TEXT SEGMENT.
** begin **
By Joseph E Schmitz, Former advisor to Donald Trump
THE 1st Century Roman satirist Juvenal posed a question as pertinent to 21st century French-African relations as it was to ancient Rome: Quis custodiet ipsos custodies? Or: Who will watch the watchmen? Who will watch the French courts while they’re busy watching African leaders?
French officials recently charged the daughter and son-in-law of Congo’s President, Denis Sassou Nguesso, for “money laundering and misuse of public funds”, marking the latest in a long series of France’s post-colonial attempts to control sovereign African states. Regardless of what one may think about France’s recognised authority and legal legitimacy (or lack thereof) in initiating such proceedings, it’s hard to overlook their overt hypocrisy.
After all, just days before the Congolese President’s daughter was charged, President Emmanuel Macron’s new Minister for Territorial Planning, Richard Ferrand, was accused of nepotism, leveraging business contacts for personal gain, and other offenses relating to conflicts of interest in business dealings. A few days later, Mr Macron’s freshly-appointed Defence Minister Sylvie Goulard resigned in the midst of an investigation for “allegedly having used aides receiving European Parliament salaries to perform work for the party”. Meanwhile, as reported by Libération and Politico EU, French Labor Minister Muriel Pénicaud could come under investigation for alleged nepotism, concealment and complicity for actions during her stint as head of Business France, a public organisation that promotes French enterprises abroad.
** end **
SOURCE EXCERPT.
** begin **
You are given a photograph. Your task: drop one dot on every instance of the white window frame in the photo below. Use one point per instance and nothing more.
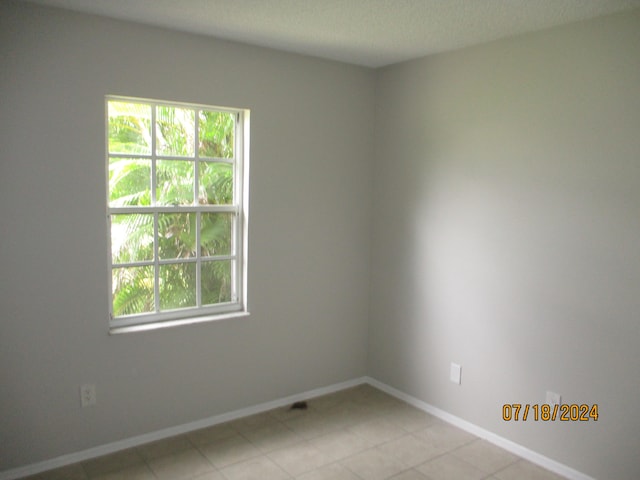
** end **
EXERCISE TASK A. Reproduce the commentary on French courts and African leaders from "After all, just" up to and including "French enterprises abroad.".
EXERCISE TASK B. Carry the opinion piece on France's legal actions against African leaders forward from the point where it stops.

EXERCISE RESULT A.
After all, just days before the Congolese President’s daughter was charged, President Emmanuel Macron’s new Minister for Territorial Planning, Richard Ferrand, was accused of nepotism, leveraging business contacts for personal gain, and other offenses relating to conflicts of interest in business dealings. A few days later, Mr Macron’s freshly-appointed Defence Minister Sylvie Goulard resigned in the midst of an investigation for “allegedly having used aides receiving European Parliament salaries to perform work for the party”. Meanwhile, as reported by Libération and Politico EU, French Labor Minister Muriel Pénicaud could come under investigation for alleged nepotism, concealment and complicity for actions during her stint as head of Business France, a public organisation that promotes French enterprises abroad.

EXERCISE RESULT B.
The questionable dealings of these ministers are only a small handful of the scandals plaguing modern French politics. In a recent Le Monde article, historian Frédéric Monier explains the post-war Fifth Republic’s struggle against corruption, noting that, “since the 1980s, the issue of political corruption has returned to the forefront”.
With so many top-ranking French officials embroiled in scandals and facing corruption charges, it’s a wonder that the French legal system still regards itself as a crusader for justice in Africa. The French Declaration of the Rights of Man, Article 9, proclaimed in 1789 that “all persons are held innocent until they shall have been declared guilty”. That is still the law of the land in France (and in most other Western nations.”
From the Congo to Algeria, Cote d’Ivoire, Niger, Equatorial Guinea and across the African continent, citizens of sovereign, post-colonial states will be the first to attest that liberté, égalité, fraternité were ideals that seldom permeated their borders before winning their independence decades ago.
Even President Macron acknowledges that France’s colonisation of Africa was a “crime against humanity.”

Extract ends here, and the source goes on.